---- Extracted information
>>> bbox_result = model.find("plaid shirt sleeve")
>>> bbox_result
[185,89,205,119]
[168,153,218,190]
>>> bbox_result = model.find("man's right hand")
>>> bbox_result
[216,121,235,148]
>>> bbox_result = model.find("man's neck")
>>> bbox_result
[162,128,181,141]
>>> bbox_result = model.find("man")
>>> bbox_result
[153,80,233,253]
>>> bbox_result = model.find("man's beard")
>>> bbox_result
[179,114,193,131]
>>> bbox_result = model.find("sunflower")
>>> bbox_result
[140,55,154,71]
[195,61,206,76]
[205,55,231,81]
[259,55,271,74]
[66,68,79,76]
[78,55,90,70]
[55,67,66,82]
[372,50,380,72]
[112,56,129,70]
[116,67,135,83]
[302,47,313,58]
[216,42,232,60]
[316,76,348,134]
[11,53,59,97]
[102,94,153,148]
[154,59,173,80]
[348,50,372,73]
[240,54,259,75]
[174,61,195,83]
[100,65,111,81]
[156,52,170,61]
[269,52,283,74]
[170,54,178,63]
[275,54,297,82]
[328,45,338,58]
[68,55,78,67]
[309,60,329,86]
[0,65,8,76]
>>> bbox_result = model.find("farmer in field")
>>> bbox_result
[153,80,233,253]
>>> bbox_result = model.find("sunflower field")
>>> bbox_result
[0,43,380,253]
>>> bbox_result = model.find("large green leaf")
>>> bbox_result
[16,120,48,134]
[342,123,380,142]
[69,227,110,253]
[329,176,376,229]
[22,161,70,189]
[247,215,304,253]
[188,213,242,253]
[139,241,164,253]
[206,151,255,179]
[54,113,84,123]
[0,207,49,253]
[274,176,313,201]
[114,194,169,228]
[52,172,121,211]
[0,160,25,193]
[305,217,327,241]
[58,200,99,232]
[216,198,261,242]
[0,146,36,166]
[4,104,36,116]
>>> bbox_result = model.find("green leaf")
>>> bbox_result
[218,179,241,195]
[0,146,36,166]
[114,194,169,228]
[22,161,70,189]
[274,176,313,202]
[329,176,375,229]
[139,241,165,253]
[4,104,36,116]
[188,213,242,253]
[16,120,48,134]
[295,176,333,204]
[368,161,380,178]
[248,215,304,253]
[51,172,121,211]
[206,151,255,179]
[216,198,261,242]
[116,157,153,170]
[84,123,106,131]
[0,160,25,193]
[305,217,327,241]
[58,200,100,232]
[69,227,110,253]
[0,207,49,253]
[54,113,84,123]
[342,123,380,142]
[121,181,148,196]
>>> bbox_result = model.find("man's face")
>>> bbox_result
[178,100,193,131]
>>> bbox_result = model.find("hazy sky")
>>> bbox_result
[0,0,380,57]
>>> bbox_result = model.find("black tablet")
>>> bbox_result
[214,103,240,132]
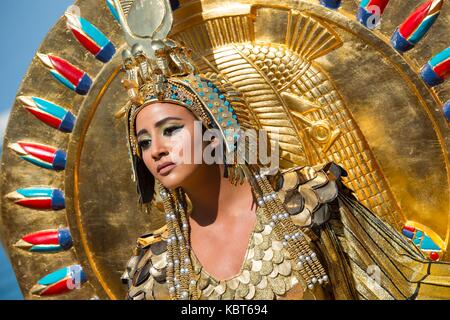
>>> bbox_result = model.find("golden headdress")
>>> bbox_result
[111,0,251,203]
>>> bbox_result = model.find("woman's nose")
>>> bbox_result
[150,138,169,160]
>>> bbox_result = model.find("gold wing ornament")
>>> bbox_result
[273,163,450,300]
[0,0,450,299]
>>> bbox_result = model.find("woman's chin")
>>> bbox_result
[158,174,182,190]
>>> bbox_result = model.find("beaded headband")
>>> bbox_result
[128,75,241,157]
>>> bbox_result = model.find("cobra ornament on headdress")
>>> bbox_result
[114,0,241,157]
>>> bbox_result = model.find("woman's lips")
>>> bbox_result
[156,162,177,176]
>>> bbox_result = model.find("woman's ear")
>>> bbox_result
[209,136,220,149]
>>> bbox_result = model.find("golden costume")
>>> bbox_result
[0,0,450,300]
--------
In the stretch from the start of the records through the line that contains "[121,181,148,196]", change "plaid" to "checkered" and write those lines out again, leaving everything else as it is.

Finished answer:
>>> bbox_result = model.find("checkered shirt sleeve")
>>> bbox_result
[185,89,205,119]
[168,153,218,190]
>>> bbox_result = model.find("man's right hand")
>>> bbox_result
[216,121,235,148]
>>> bbox_result = model.find("man's neck")
>>> bbox_result
[162,128,181,141]
>>> bbox_result = model.find("man")
>>> bbox_result
[153,80,233,253]
>>> bbox_result = model.find("man's beard")
>>> bbox_result
[179,114,193,131]
>>> bbox_result = model.find("sunflower")
>>> bbox_result
[140,55,154,71]
[195,61,206,76]
[205,55,231,81]
[259,55,271,74]
[66,68,79,76]
[78,55,90,70]
[55,67,66,82]
[372,50,380,72]
[112,56,129,70]
[116,67,135,83]
[302,47,313,58]
[216,42,232,60]
[316,76,348,134]
[11,53,59,97]
[102,94,153,148]
[154,59,173,80]
[348,50,372,73]
[240,54,259,75]
[174,61,195,83]
[100,65,111,81]
[156,52,170,61]
[269,52,283,74]
[170,54,178,63]
[275,54,297,82]
[328,45,338,58]
[68,55,78,67]
[309,60,329,86]
[0,65,8,76]
>>> bbox_result = model.find("farmer in field")
>>> bbox_result
[153,80,233,253]
>>> bbox_result = model.find("sunflower field")
>>> bbox_result
[0,43,380,253]
>>> bbox_result = model.find("large green leaf")
>>> bbox_result
[16,120,48,134]
[342,123,380,142]
[69,227,110,253]
[329,176,376,229]
[22,161,70,189]
[247,215,304,253]
[188,213,242,253]
[139,241,164,253]
[206,151,255,179]
[54,113,84,123]
[0,207,49,253]
[274,176,313,201]
[114,194,169,228]
[52,172,121,211]
[0,160,25,193]
[305,217,327,241]
[58,200,99,232]
[216,198,261,242]
[0,146,36,166]
[4,104,36,116]
>>> bbox_result = model.find("green leaf")
>>> bbox_result
[218,179,241,195]
[0,146,36,166]
[114,194,169,228]
[22,161,70,189]
[274,176,313,202]
[329,176,375,229]
[139,241,165,253]
[4,104,36,116]
[188,213,242,253]
[16,120,48,134]
[295,176,333,204]
[368,161,380,178]
[248,215,304,253]
[51,172,121,211]
[206,151,255,179]
[216,198,261,242]
[116,157,153,170]
[84,123,106,131]
[0,160,25,193]
[305,217,327,241]
[58,200,100,232]
[69,227,110,253]
[0,207,49,253]
[54,113,84,123]
[342,123,380,142]
[121,181,148,196]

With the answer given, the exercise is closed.